> [What you have to do]:
Nothing but the lines from the one containing "Reviewer check: make sure each instance of the white tile" through the last line should be written out, please, exactly as they stand.

> [Records shown]:
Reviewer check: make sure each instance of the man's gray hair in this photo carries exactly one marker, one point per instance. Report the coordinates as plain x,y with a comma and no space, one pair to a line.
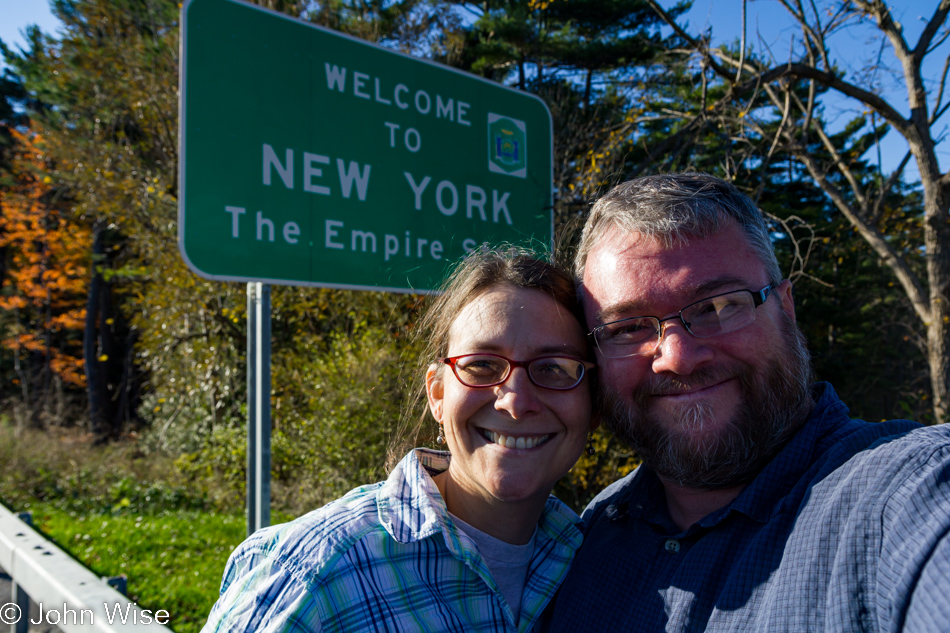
673,208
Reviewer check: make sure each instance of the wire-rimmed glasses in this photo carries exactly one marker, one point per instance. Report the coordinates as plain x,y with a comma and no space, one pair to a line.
487,370
719,314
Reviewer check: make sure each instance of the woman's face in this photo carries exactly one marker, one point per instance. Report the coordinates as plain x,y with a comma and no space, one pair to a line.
520,324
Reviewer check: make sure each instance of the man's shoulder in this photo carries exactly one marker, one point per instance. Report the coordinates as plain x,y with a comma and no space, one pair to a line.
608,500
891,449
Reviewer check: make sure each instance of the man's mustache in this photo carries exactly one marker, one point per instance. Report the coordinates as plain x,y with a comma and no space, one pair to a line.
700,378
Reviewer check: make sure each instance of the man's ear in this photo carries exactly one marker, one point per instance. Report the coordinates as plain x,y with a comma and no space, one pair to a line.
434,390
786,296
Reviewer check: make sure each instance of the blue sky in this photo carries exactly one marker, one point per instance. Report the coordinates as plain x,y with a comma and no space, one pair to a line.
764,17
18,14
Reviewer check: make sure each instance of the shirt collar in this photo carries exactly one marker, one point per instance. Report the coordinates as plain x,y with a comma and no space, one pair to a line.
411,508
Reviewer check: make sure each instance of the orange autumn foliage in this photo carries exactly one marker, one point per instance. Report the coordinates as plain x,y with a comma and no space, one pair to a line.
47,266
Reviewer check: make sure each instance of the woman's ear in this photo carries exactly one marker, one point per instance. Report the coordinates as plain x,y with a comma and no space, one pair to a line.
594,421
434,390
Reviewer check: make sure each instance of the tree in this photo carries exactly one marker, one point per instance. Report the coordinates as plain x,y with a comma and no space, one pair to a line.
45,268
793,88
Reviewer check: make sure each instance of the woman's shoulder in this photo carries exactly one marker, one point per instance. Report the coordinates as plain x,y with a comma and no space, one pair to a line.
309,545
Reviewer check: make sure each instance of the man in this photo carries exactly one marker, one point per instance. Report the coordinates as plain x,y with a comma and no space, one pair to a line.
759,506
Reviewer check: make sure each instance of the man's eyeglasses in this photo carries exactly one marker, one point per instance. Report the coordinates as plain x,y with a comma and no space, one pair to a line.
640,336
487,370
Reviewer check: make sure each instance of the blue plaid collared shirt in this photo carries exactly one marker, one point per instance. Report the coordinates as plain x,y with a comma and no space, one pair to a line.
847,529
385,557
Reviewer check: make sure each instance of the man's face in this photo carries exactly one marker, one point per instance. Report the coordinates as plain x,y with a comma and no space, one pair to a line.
703,413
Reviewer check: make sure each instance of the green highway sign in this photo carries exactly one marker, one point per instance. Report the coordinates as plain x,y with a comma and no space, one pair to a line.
312,158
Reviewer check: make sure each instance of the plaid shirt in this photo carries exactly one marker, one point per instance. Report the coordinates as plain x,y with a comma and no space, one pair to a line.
846,529
385,557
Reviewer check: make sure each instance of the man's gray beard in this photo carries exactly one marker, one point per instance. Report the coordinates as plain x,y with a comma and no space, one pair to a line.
774,405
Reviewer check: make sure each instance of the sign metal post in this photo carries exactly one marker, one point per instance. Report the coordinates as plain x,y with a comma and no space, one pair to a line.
258,406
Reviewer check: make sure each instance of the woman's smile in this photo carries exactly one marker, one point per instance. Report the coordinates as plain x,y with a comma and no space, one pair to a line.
519,442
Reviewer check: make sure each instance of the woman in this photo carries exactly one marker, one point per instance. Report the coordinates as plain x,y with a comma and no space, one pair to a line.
465,540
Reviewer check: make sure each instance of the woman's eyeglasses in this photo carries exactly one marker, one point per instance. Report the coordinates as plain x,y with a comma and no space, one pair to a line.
487,370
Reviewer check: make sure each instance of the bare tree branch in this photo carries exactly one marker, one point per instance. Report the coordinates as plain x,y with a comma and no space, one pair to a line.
874,238
939,17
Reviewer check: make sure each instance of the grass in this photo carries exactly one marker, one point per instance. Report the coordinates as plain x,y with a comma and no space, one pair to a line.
119,511
173,560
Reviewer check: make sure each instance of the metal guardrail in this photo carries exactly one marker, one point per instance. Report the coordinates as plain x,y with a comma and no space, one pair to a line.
76,598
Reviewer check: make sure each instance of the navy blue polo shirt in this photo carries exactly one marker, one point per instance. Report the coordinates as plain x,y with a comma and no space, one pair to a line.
845,530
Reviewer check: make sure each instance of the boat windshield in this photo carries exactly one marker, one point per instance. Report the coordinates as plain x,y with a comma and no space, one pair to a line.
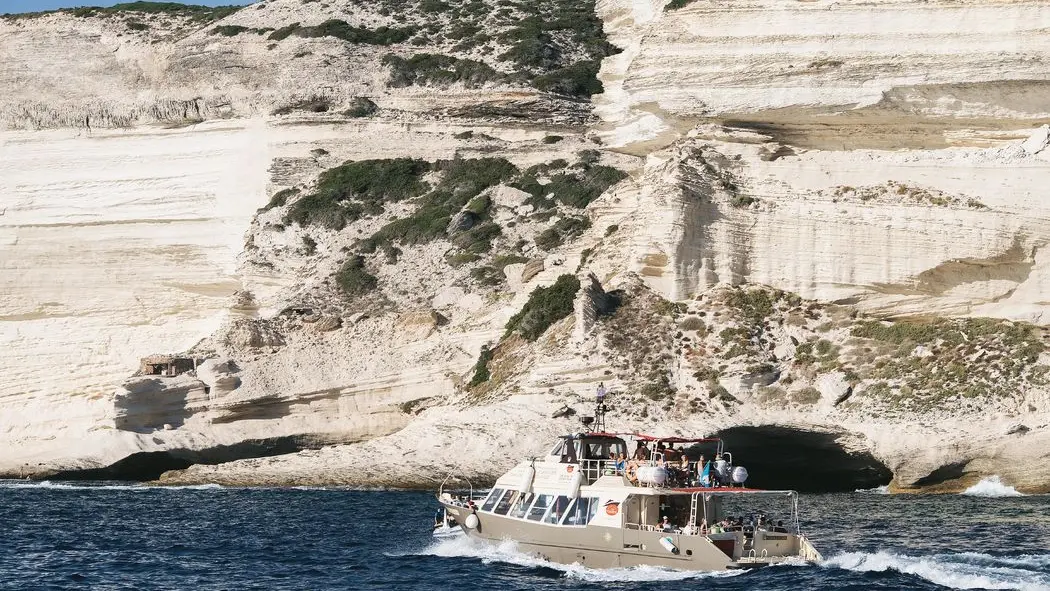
538,510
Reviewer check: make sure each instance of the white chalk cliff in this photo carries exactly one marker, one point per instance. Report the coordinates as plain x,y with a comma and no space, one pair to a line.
832,232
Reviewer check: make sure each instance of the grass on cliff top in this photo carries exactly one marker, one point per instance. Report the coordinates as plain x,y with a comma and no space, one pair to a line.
545,307
195,12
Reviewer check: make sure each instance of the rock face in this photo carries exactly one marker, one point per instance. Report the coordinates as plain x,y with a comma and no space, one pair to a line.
818,228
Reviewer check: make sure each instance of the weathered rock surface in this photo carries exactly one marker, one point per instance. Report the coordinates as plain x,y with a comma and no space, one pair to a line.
879,160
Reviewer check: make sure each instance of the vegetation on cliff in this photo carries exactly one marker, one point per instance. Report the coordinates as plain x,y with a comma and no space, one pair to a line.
545,307
194,12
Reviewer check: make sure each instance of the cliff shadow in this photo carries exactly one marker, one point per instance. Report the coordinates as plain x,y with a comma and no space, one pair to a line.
807,461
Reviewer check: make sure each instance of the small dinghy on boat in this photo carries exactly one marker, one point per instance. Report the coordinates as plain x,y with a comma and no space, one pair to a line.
445,526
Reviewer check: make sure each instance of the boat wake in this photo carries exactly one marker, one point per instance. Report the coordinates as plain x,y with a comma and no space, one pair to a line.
967,570
991,487
48,485
884,489
507,552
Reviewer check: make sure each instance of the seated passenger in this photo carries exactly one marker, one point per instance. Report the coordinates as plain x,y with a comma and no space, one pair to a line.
642,452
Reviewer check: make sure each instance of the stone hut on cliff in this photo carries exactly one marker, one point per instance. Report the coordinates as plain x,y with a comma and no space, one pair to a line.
167,365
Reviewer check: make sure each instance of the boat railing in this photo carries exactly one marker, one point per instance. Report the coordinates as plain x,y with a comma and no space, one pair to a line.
594,469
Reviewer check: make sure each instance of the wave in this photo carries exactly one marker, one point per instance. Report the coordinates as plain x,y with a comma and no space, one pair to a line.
991,487
507,552
967,570
884,489
49,485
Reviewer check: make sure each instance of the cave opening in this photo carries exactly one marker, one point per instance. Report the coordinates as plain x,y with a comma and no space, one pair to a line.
807,461
145,466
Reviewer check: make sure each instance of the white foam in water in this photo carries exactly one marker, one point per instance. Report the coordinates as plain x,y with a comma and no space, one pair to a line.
884,489
45,484
960,571
507,552
992,487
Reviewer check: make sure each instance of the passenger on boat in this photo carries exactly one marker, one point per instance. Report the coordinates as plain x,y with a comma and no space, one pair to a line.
719,472
631,471
642,452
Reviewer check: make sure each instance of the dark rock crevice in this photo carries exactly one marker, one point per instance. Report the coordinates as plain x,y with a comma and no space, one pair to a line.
149,465
807,461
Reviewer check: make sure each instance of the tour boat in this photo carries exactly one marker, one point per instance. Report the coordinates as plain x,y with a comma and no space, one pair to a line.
576,505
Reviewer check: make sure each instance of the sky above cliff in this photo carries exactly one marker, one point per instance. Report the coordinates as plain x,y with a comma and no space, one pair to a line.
35,5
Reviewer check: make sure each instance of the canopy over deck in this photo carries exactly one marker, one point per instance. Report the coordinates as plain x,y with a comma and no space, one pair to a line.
644,437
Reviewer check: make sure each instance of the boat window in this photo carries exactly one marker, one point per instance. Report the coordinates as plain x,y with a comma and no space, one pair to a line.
558,447
557,510
593,509
504,505
579,512
521,506
492,498
542,502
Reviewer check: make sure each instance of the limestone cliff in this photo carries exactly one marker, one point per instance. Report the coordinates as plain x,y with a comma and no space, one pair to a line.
421,231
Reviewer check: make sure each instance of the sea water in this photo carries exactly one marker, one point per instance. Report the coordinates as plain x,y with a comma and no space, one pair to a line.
110,535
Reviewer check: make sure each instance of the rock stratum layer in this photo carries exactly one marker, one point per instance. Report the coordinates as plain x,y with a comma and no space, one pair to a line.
417,234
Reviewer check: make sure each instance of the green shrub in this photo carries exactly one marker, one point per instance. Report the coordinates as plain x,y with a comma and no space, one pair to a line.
675,4
461,258
354,279
576,80
437,69
359,106
479,206
462,180
503,260
481,374
579,190
355,189
478,238
229,29
545,307
284,33
488,276
280,198
565,229
351,34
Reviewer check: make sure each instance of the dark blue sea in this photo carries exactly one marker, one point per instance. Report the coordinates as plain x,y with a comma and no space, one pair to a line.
63,535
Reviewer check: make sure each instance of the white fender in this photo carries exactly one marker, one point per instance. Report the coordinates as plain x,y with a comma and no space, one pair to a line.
668,544
575,483
526,484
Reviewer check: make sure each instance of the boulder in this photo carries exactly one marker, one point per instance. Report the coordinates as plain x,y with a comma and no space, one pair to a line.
461,223
532,268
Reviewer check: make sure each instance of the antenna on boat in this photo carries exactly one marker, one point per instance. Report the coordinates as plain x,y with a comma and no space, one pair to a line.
596,423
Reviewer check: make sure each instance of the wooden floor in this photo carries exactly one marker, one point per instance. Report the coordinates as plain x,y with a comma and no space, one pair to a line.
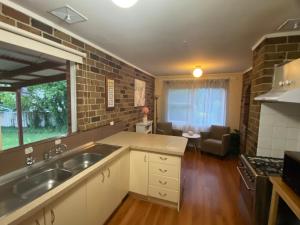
211,197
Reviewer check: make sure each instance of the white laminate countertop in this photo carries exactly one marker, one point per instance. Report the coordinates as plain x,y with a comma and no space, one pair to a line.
148,142
127,140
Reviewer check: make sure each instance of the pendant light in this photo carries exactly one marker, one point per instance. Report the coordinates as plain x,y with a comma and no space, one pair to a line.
198,72
124,3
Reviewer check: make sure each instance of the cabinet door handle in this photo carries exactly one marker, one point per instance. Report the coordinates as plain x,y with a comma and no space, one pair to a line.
163,182
162,195
103,177
108,175
163,171
52,216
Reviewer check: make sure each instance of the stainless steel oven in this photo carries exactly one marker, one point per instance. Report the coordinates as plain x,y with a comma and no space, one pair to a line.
255,186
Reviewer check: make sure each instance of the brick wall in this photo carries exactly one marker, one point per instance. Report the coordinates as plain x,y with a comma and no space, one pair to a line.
245,106
270,52
91,109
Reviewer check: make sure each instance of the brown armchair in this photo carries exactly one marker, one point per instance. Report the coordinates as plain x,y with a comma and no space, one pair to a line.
216,141
167,129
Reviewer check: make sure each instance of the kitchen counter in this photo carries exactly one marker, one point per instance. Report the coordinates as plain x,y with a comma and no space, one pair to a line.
127,140
171,145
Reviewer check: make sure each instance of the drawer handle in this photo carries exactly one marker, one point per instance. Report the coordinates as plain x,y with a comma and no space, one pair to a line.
163,171
162,195
163,183
163,158
52,216
108,175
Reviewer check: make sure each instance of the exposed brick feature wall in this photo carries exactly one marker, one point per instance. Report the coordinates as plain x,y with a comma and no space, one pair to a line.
91,109
270,52
245,106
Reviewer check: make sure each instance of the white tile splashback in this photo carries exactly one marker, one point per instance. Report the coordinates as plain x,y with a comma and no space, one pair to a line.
279,129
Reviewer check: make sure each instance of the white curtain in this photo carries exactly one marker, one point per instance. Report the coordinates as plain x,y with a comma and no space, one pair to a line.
196,104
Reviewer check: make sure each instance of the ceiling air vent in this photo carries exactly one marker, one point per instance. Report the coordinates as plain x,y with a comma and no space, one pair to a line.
289,25
69,15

> [Exercise solution]:
Reviewer check: make sure each instance of the white tile splashback in this photo carries exactly one marker, one point per instance. Report the coordinates as plain x,y with a comma and no space, one pair to a line.
279,129
Reviewer check: make sure each instance of the white curtain in this photo carries exactly one marker, one point per instance. Report the coordinates as plain x,y with a comma and no space, one pair to a line.
196,104
Reviewer check: make sure each instance of the ceiling air vent in this photo carries exactly one marker, one point per instance. Report the coordinates as plain x,y with a comma and no space, one pair to a line.
289,25
69,15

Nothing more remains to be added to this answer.